** START OF Supplied records **
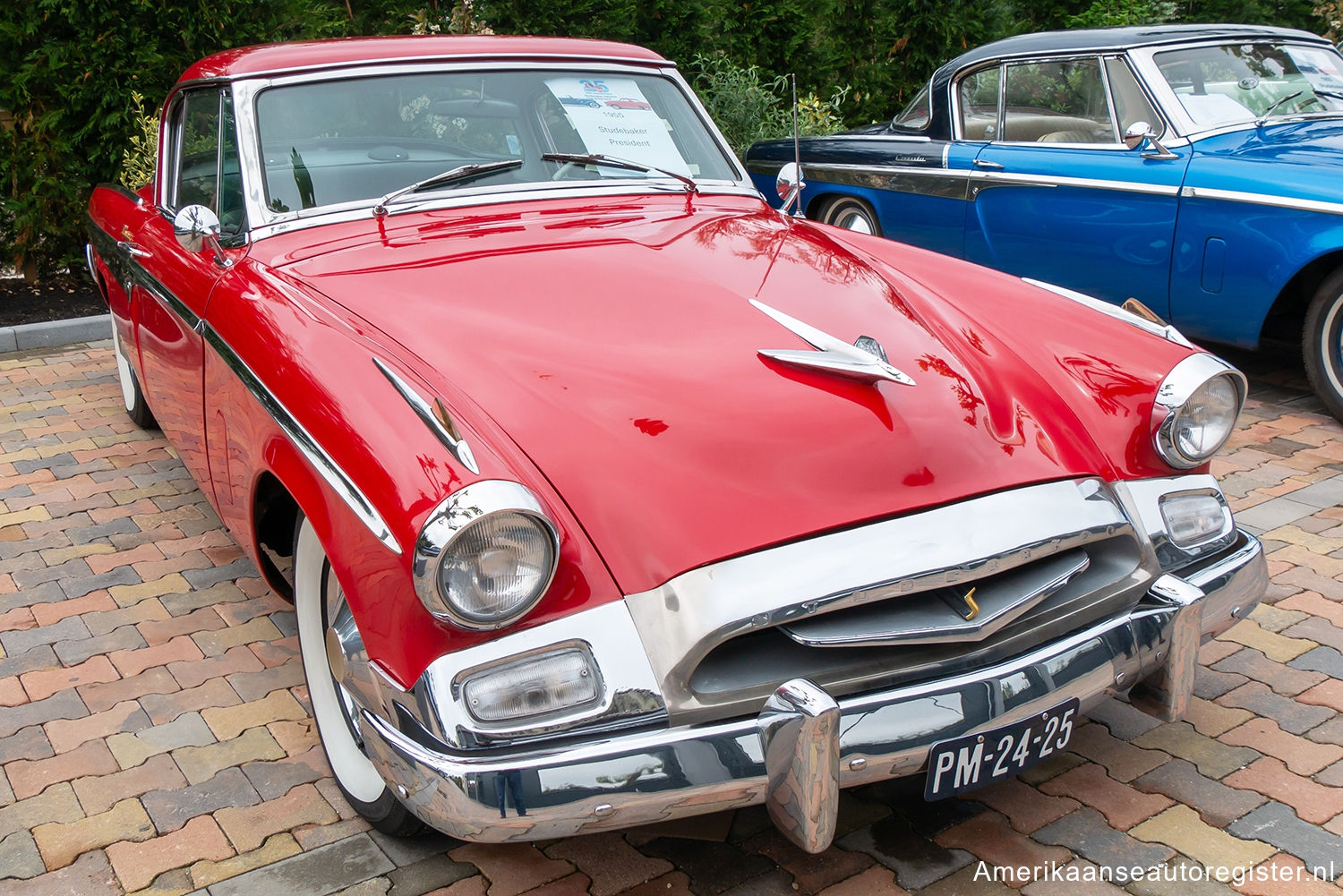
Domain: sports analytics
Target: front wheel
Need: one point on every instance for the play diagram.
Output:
** END OF Supplied records **
** START OF Supplied records **
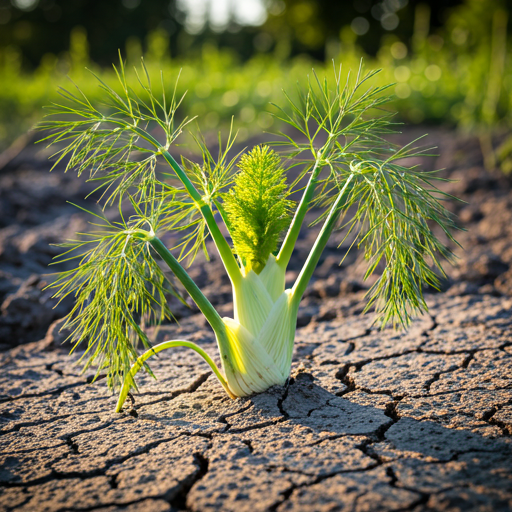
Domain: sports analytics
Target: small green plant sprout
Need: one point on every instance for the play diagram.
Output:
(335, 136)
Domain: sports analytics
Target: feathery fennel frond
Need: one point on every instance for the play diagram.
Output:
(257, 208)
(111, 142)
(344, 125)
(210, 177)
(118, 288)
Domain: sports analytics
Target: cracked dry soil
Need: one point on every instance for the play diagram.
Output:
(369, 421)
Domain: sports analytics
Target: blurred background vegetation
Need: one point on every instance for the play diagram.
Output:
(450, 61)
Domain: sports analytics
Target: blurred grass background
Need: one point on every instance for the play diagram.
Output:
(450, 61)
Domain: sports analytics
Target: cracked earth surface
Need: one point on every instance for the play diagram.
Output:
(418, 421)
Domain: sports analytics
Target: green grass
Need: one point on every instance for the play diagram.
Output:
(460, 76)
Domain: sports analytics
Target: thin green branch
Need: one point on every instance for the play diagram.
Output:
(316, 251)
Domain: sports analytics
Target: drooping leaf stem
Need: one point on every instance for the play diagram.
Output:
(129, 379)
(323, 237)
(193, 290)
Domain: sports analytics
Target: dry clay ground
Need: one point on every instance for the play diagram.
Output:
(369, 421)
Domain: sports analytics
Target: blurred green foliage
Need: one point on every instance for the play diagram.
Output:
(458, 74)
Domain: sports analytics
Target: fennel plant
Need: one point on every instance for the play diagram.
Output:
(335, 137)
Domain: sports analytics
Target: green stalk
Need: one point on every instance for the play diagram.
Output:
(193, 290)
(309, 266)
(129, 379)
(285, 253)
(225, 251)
** END OF Supplied records **
** START OF Supplied records **
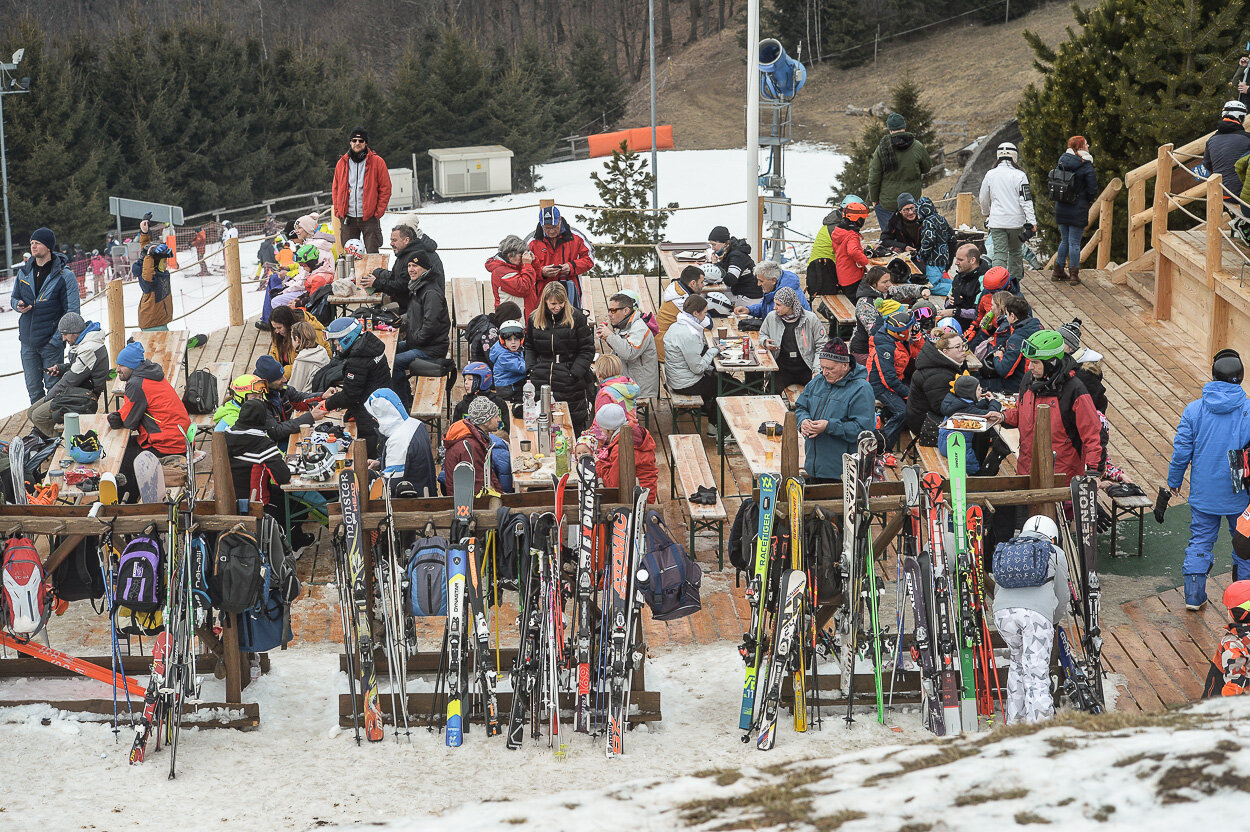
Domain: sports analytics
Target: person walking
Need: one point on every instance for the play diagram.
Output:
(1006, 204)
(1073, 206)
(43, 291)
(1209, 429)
** END OF Supplied records **
*Requirements*: Keep only the lines of the listing above that contain the word "green", matching case exactly, and copy each of those lines.

*Complete output*:
Target: small green plant sprout
Target: green grass
Target: thin green branch
Target: blurred green foliage
Target: green stalk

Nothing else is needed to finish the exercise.